TASK TO CARRY OUT: Please name the one aim of punishment that, according to the passage on the brain and criminal responsibility, must fall by the wayside.

EXCERPTED PASSAGE:
Professor Tallis further observes:

There are events that clearly owe their origin to the brain alone – for example, the twitching associated with an epileptic fit. And then there are actions that do not begin and end with the brain. While someone is clearly not responsible for having epilepsy, can the same be said if that person drives illegally, against medical advice and causes a fatal crash?

While it appears to have been intended as a rhetorical question calling for a "no" answer, the answer to this question is in fact "yes." We can say that the actions of a person driving against medical advice owe their origin to the brain alone. Why? Because science hasn't found anything other than the brain that drives us to do the things we do; it probably never will. With the most sophisticated devices we have (our brains) we will likely never be able to prove the existence of ghosts in those machines.

The one experiment that could prove the existence of agency is this: two identical people with identical brains (down to the last neuron) in identical circumstances; if they behave differently, there is a ghost in the machine (and if they don't, the experiment is inconclusive). It's an impossible experiment to conduct with humans.

Neuroscience cannot prove, and probably cannot disprove, the existence of agency. Whether we are free agents or not is a deeply philosophical question that science is unlikely to satisfactorily answer.

What neuroscience has shown us recently that we didn't know before is that development of or damage to certain areas of the brain causes certain predictable "personality" changes. We once believed that we humans were free agents who could to a large extent overcome our genes and our environment. Now our frame of reference expands, and we know that the extent to which we can overcome our genes and environment is, at most, less than we once believed. We now know that sometimes people are "mean" or "irresponsible", because of the way their brains are made. We resist the idea that we are all of the ways we are because of the way our brains are made just as we resisted the idea that the Earth was not the center of the universe, and for much the same reason.

Professor Tallis also observes:

My-brain-made-me-do-it as a defence sucks out the agency in our actions, turning us into little more than a bundle of synapses and nerve impulses: our nervous system determines us absolutely. In the end there is no agency, and no toe-hold for the first-person (or indeed any person) viewpoint. The brain is ownerless – it is no-one's brain – and the self that appropriates it vanishes into a boundless, personless, net of causes and processes.But why stop at the brain? Since the brain is causally wired into nature at large, ‘my brain made me do it' actually means that ultimately ‘the Big Bang' made me do it. Neuro-determinism quickly slides into determinism tout court. It is one long chain of knee-jerk responses undeflected by agency, from the Big Bang to the Big Crunch. Individual responsibility is lost in this.

This is pretty much correct. If our personalities (shorthand for the complex combination of choices we make) are attributable only to our brains (shorthand for the complex combinations of genes and environment that form those organs), then determinism (hard or soft) is the inevitable outcome. Our criminal justice system is based in part on the idea that we are responsible for our own actions. That a theory challenges the orthodoxy, however, is not a reason to reject it.

So what? How does the loss of the illusion of agency affect the criminal justice system? If everything we do is the result of a long chain of responses undeflected by agency, then punishment for people violating society's norms is still appropriate. Most of the usual penological aims - specific deterrence, general deterrence, incapacitation, and rehabilitation - are valid reasons to punish a person even if his acts were the inevitable result of a chain of events beyond her control. What must fall by the wayside is retribution - to act in retribution against someone for acts that followed inevitably from a chain of events outside her control is using the person as a scapegoat for the chain of events that led to the action. That is mean and irresponsible.

DATA EXTRACT:
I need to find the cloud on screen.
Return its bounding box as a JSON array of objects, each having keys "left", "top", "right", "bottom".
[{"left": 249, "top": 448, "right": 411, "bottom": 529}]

REPLY TO THE EXERCISE: Retribution.